Task inputs
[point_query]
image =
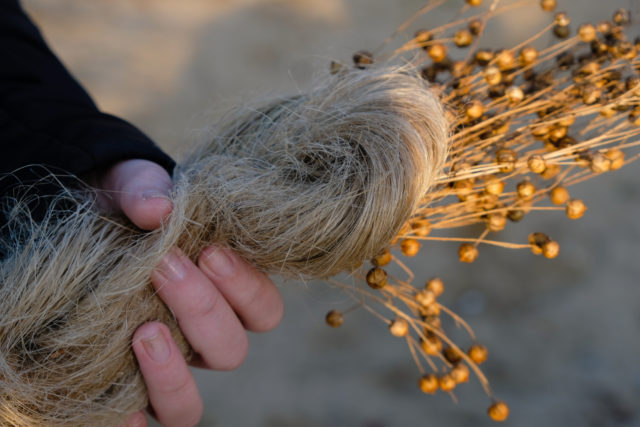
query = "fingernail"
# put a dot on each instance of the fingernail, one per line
(173, 266)
(218, 262)
(136, 420)
(156, 346)
(155, 193)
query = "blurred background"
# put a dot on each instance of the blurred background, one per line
(563, 334)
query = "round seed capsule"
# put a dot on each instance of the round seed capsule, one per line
(559, 195)
(362, 59)
(526, 189)
(463, 38)
(496, 221)
(492, 76)
(432, 345)
(467, 253)
(377, 278)
(505, 60)
(399, 327)
(550, 249)
(474, 110)
(421, 227)
(382, 259)
(437, 52)
(410, 247)
(548, 5)
(446, 382)
(575, 208)
(514, 94)
(334, 318)
(478, 353)
(617, 158)
(498, 411)
(536, 164)
(460, 373)
(429, 383)
(494, 187)
(587, 33)
(528, 55)
(424, 297)
(506, 159)
(436, 286)
(562, 19)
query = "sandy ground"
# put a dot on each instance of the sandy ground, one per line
(564, 335)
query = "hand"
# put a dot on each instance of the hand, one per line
(214, 301)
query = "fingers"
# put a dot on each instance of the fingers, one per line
(206, 319)
(173, 393)
(251, 294)
(140, 189)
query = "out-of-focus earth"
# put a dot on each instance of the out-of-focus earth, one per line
(563, 334)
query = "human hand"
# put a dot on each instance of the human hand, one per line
(213, 301)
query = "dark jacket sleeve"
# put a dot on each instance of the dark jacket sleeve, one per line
(47, 118)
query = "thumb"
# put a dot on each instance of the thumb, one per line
(140, 190)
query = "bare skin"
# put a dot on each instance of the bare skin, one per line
(215, 300)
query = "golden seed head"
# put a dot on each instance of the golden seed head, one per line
(410, 247)
(550, 249)
(460, 373)
(421, 227)
(467, 253)
(463, 38)
(474, 110)
(515, 95)
(587, 33)
(506, 159)
(496, 221)
(399, 327)
(432, 346)
(505, 60)
(537, 240)
(334, 318)
(446, 382)
(548, 5)
(377, 278)
(478, 353)
(528, 55)
(525, 189)
(621, 17)
(536, 164)
(600, 163)
(498, 411)
(429, 383)
(425, 297)
(437, 52)
(382, 259)
(436, 285)
(362, 59)
(559, 195)
(492, 76)
(475, 27)
(562, 19)
(494, 187)
(617, 158)
(575, 208)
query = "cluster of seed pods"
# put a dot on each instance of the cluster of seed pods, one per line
(527, 124)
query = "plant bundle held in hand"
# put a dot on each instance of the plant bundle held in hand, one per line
(365, 166)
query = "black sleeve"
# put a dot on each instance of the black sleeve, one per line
(48, 119)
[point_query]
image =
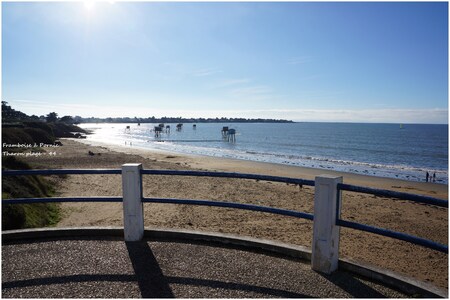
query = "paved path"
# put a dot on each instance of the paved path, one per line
(110, 268)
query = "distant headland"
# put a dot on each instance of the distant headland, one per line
(78, 119)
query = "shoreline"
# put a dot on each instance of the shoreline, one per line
(223, 164)
(416, 219)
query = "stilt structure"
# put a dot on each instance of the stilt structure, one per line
(231, 135)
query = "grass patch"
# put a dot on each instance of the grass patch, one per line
(16, 216)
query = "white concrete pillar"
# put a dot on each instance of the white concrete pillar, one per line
(325, 247)
(133, 215)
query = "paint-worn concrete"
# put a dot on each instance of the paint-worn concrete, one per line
(93, 263)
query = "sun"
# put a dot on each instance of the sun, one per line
(89, 5)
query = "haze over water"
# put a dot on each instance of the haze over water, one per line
(385, 150)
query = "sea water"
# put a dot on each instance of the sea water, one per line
(388, 150)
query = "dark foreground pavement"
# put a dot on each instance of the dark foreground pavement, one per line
(110, 268)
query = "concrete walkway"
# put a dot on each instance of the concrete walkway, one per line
(111, 268)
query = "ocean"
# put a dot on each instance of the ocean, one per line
(387, 150)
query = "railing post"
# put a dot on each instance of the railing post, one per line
(325, 246)
(133, 216)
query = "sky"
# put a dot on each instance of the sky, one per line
(302, 61)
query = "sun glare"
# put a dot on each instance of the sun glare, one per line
(89, 5)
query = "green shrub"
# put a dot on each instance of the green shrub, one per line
(14, 135)
(15, 216)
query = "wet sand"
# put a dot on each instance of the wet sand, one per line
(421, 220)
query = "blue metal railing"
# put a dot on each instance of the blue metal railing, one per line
(386, 232)
(251, 207)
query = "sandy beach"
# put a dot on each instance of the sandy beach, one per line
(421, 220)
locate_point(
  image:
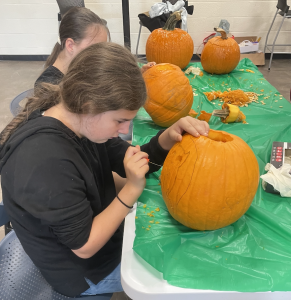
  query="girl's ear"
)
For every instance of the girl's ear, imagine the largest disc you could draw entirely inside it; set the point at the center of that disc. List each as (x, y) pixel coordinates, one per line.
(70, 45)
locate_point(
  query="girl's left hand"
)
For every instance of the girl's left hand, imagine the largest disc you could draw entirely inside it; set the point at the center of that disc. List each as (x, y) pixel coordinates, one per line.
(173, 134)
(147, 66)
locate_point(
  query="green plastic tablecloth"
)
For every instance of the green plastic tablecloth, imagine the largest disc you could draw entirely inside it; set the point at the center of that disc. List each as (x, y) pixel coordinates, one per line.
(252, 254)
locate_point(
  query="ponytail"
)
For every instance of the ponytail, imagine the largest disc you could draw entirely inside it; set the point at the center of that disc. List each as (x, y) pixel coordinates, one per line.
(47, 96)
(52, 58)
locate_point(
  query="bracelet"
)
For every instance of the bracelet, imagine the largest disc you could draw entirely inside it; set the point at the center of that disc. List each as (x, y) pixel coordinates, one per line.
(123, 202)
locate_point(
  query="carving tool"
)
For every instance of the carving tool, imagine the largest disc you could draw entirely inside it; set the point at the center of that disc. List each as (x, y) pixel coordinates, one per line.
(152, 163)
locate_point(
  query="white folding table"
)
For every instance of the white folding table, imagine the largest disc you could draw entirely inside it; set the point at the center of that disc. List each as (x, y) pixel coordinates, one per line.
(141, 281)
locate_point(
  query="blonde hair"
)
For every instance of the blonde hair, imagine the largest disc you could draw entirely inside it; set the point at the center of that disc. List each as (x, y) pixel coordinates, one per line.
(103, 77)
(74, 25)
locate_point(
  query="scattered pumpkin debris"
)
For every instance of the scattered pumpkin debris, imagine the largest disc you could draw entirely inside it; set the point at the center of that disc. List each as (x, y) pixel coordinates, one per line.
(236, 97)
(204, 116)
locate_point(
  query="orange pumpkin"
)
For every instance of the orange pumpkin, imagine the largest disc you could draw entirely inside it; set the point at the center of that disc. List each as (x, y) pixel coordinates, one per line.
(170, 94)
(169, 44)
(220, 55)
(209, 182)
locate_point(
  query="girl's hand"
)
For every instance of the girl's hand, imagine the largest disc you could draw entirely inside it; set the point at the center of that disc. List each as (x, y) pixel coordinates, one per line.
(174, 133)
(147, 66)
(136, 166)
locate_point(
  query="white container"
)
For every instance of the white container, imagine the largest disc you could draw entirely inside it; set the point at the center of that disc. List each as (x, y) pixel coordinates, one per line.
(248, 46)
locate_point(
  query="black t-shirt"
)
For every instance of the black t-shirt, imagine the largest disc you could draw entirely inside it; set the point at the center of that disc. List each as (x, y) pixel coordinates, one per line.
(50, 75)
(53, 185)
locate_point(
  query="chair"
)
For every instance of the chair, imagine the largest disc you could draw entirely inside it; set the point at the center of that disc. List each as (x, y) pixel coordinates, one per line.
(282, 10)
(19, 277)
(14, 105)
(4, 219)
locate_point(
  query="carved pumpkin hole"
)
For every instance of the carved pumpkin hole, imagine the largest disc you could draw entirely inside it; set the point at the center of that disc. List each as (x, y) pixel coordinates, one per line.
(219, 137)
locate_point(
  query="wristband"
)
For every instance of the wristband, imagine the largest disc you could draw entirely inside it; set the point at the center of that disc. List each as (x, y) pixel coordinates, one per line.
(123, 202)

Your task
Give back, unchanged, the line containing "For every instance of the carved" and each line that comes after it in the entries above, ending with the last.

Written reply
For every instance of the carved pumpkin hole, imagine the largest disc you could draw entirely inside it; set the point at the center of that disc. List each as (x, y) pixel coordinates, one per line.
(219, 137)
locate_point(
  query="wristband"
)
For every instance of the wristband, imagine the largest disc you could draw entirely inside it; set the point at the center of that disc. List each as (x, y) pixel coordinates, one per line.
(123, 202)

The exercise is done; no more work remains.